## Given problem 1
Return, unchanged, the part of the passage on the pass-through business deduction that opens with the words containing "The starting point" and closes with "forms of income).".
## Given problem 2
Answer these questions from the passage on the pass-through business deduction:
(a) What percentage of the unadjusted tax basis in property of the business is added to 25% of the W-2 wages?
(b) What form of compensation must an LLC owner who actively works in the business of the LLC receive?
(c) Which owners in particular did the IRS find do not pay themselves a "reasonable compensation"?
## Given problem 3
Extend the passage on the pass-through business deduction, starting after its final sentence.

## Source document
* * * * * * * * *

For most pass-through business owners, the deduction is the lesser of (1) the “combined qualified business income” of the taxpayer, or (2) 20% of the excess of taxable income over the sum of any net capital gain. The term “combined qualified business income” is then defined as the lesser of (1) 20% of the business owner’s “qualified business income” (QBI) or (2) the greater of (A) 50% of the W-2 wages of the business allocable to the owner or (B) 25% of the W-2 wages of the business plus 2.5% of the unadjusted tax basis in property of the business allocable to the business owner. QBI is generally profit from the active income and expenses from the operation of the pass-through business, and does not include “passive income” such as interest, dividends, and even capital gains as well.

The starting point in determining the deduction is “QBI”. Unfortunately, this is a difficult starting point conceptually as the deduction is function of “profit” of a business. You first calculate business “profit” (sales less expenses), then apply 20% to this profit amount (but subject to the limitations above, and others as well), and this “artificial” 20% amount “passes through” to the owners as a deduction which the owners can claim on their individual income tax returns to offset other taxable income (e.g. wages, dividends, interest, and other forms of income).

Many small pass-through businesses operate as a Subchapter S corporation (S Corporation), limited liability company (LLC), or even as a LLC and where a special election is filed with the IRS to be taxed as an S corporation. Where an owner actively works in the S corporation/LLC business, the IRS requires the owner to pay him or herself “reasonable compensation”; that is, a salary for S corporation owners, and a “guaranteed payment” for owners of an LLC who actively work in the business of the LLC. Under this structure, the “owner-employee” is required to include her or her compensation from the pass-through business as ordinary income (taxed at high ordinary income rates) and where this same compensation is also subject to federal employment taxes (FICA/FUTA and self-employment taxes). The benefit of this structure is that, while wages and guaranteed payments are subject to both income and employment taxes, any profit from the pass-through business is NOT subject to federal employment taxes.

Many owners of S corporations and LLCs, who actively work in their business, do pay themselves a reasonable salary or “guaranteed payment” for their services, paying income and employment taxes on this compensation but otherwise receiving profits from the business that are not subject to employment taxes. However, this same structure has unfortunately been abused as well, and is a major audit focus for the IRS.  The IRS has found that many pass-through business owners, particularly owners of S corporations (and LLCs with an S corporation election) do not pay themselves a “reasonable compensation” and some do not pay themselves anything at all. The IRS then comes in, audits, determines what a “reasonable compensation” amount for the owner may be, and essentially “recharacterizes” profit of the business as wages to the owner, and additional employment taxes (and penalties and interest) are due from the business (and the owner) as a result.

* * * * * * * * *

## Dataset excerpt

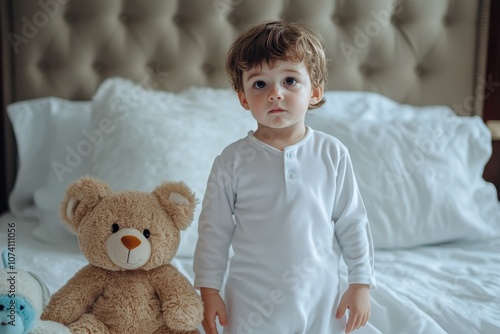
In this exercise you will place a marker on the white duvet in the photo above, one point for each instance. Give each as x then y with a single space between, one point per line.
452 288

* * * * * * * * *

## Written reply 1
The starting point in determining the deduction is “QBI”. Unfortunately, this is a difficult starting point conceptually as the deduction is function of “profit” of a business. You first calculate business “profit” (sales less expenses), then apply 20% to this profit amount (but subject to the limitations above, and others as well), and this “artificial” 20% amount “passes through” to the owners as a deduction which the owners can claim on their individual income tax returns to offset other taxable income (e.g. wages, dividends, interest, and other forms of income).

## Written reply 2
(a) 2.5%
(b) A "guaranteed payment"
(c) Owners of S corporations, and LLCs with an S corporation election

## Written reply 3
Back to the 20% deduction and QBI. Again, the starting point for the deduction is QBI.  QBI is essentially the active sales income and expense of a business. The deduction is generally 20% of QBI.  Simple enough.

However, and related to this “reasonable compensation” issue, Congress added the following:

“(4) Treatment of reasonable compensation and guaranteed payments.

Qualified business income shall not include—

(A)  reasonable compensation paid to the taxpayer by any qualified trade or business of the taxpayer for services rendered with respect to the trade or business,

(B)  any guaranteed payment described in  paid to a partner for services rendered with respect to the trade or business, and

(C)  to the extent provided in regulations, any payment … to a partner for services rendered with respect to the trade or business.”

Under a reading of this limitation to QBI (and hence a limit to the 20% pass-through deduction), both “reasonable compensation” paid to an S corporation owner-employee and a “guaranteed payment” to an owner who actively works in a LLC are “not included” in the calculation of QBI. Does this mean reasonable compensation/guaranteed payments are “taken out” or “removed” in the QBI calculation, or does the QBI calculation simply “not consider” these payments? Is there also an argument that reasonable compensation/guaranteed payments, if they have been deducted by the business, should actually and properly be “added back” in the QBI calculation. Some examples will serve to highlight the confusion.

Say, John is the sole shareholder of Corporation A, which is an S Corporation. Corporation A had $1 million in active income and also has $800,000 in related and deductible expenses, or a profit and potential QBI of $200,000. The 20% pass thru deduction from Corporation A to John could be $40,000 (20% x $200,000).  John also paid himself a salary of $100,000, and which was deducted by Corporation A and included in its $800,000 of expenses. John paid income taxes on the $100,000 wages he received and employment taxes (FICA/FUTA) were also paid on these same wages.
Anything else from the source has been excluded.